=== Documento ===
Gli immigrati hanno in genere una storia triste, un po’ negativa almeno all’ inizio, perche la magioranza sono partiti dal loro paese perche la loro vita non andava bene e non avevano le possibilita di vivere decentemente dove si trovavano o ancora non avevano lavoro. Lo vediamo adesso anche nelle storie degli straneri di Italia, che sono venuti qui per cercare una vita migliore, per scappare da un sistema totalitario, patriarcale, o semplicemente per fuggire dalla poverta’.
E anche il caso di tanti rumeni che vengono qui a lavorare, a guadanare un po piu’ di soldi. Tutti in genere hanno un desiderio comune:la speranza di tornare.
Per me e’ strano vedere adesso i miei amici e i miei parenti in questa situazione, perche’ la mia famiglia ha gia’ visuto questa esperienza e sappiamo che non e’ una cosa semplice. Solo che nel nostro caso la storia e’ andata al contrario ed e’ stata piu’ complicata.
=== Estratti di dati ===
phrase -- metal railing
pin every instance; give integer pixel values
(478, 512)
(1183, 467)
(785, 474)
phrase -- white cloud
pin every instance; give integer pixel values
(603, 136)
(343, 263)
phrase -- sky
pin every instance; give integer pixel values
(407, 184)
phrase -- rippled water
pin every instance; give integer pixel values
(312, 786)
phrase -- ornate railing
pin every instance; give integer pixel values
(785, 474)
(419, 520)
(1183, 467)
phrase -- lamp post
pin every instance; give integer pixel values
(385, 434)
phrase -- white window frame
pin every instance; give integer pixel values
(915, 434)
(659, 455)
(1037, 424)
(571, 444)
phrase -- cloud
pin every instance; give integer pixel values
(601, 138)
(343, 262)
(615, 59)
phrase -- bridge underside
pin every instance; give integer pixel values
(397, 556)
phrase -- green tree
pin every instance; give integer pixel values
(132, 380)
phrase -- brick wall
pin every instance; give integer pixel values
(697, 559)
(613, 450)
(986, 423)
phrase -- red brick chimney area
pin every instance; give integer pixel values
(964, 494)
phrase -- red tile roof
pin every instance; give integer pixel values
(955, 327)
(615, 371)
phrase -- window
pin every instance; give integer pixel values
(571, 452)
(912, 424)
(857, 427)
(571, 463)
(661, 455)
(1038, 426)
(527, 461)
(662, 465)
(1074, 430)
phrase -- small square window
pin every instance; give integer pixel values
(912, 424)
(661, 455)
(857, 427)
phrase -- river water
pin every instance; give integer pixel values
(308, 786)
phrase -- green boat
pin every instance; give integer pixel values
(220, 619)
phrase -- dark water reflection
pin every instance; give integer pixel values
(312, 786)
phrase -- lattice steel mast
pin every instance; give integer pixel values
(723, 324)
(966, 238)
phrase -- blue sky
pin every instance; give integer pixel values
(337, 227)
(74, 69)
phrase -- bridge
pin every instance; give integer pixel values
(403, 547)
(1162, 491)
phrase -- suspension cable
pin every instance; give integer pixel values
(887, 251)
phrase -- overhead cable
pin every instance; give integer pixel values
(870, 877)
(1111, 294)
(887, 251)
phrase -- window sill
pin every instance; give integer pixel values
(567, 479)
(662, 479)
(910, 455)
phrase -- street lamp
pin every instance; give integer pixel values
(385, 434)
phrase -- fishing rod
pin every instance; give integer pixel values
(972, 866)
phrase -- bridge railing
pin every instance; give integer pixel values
===
** Breve esercizio A **
Risponda alle seguenti domande basandosi sul testo sugli immigrati:
(i) Quale desiderio comune hanno in genere tutti?
(ii) Per quale motivo vengono qui tanti rumeni?
(iii) In che modo, secondo chi scrive, è andata la storia della propria famiglia?
** Breve esercizio B **
Stabilisca se ciascuna affermazione concorda con il testo sugli immigrati, rispondendo sì o no e citando le parole decisive del testo:
(i) Gli immigrati hanno in genere una storia felice fin dall'inizio.
(ii) La famiglia di chi scrive ha già vissuto questa esperienza.
(iii) Alcuni stranieri sono venuti in Italia per scappare da un sistema totalitario.
** Breve esercizio C **
Prosegua il testo sugli immigrati a partire dalla sua ultima frase.

** Soluzione esercizio A **
(i) La speranza di tornare.
(ii) Per lavorare e guadagnare un po' più di soldi.
(iii) Al contrario, ed è stata più complicata.

** Soluzione esercizio B **
(i) No: "Gli immigrati hanno in genere una storia triste, un po’ negativa almeno all’ inizio".
(ii) Sì: "la mia famiglia ha gia’ visuto questa esperienza".
(iii) Sì: "per scappare da un sistema totalitario".

** Soluzione esercizio C **
Fra le due guerre mondiali, la Romania ha avuto un grande sviluppo. Aveva vinto la prima guerra mondiale e, di conseguenza, reintegrato tutti i suoi territori, avviandosi ad un periodo di prosperita’. Era un paese grande e forte, avevano scoperto il petrolio, l’agricultura e l’industria andavano bene.
L’Italia al contrario aveva perso la guerra, era distrutta e senza grandi prospettive. La gente non trovava lavoro e non riusciva nemmeno a guadagnarsi da vivere. Per le famiglie che vivevano in citta’era ancora piu’ dura, mentre chi abitava in campagna poteva sempresperare nei doni della terra. La famiglia di mia nonna, che si chiamava Marcomini, abitava a Ferrara, una citta’ dove la situazione era molto difficile. Per dare un futuro ai suoi figli, il mio bisnonno decise allora di cercare lavoro in un altro paese. Dall’ ufficio per lavoro all’ estero gli suggerirono di andare in Romania a lavorare nelle construzioni civili. Lui parti’ con la moglie e i suoi figli piccoli e raggiunse la citta’ di Iasi, quando mia nonna Emma aveva soltanto tre anni.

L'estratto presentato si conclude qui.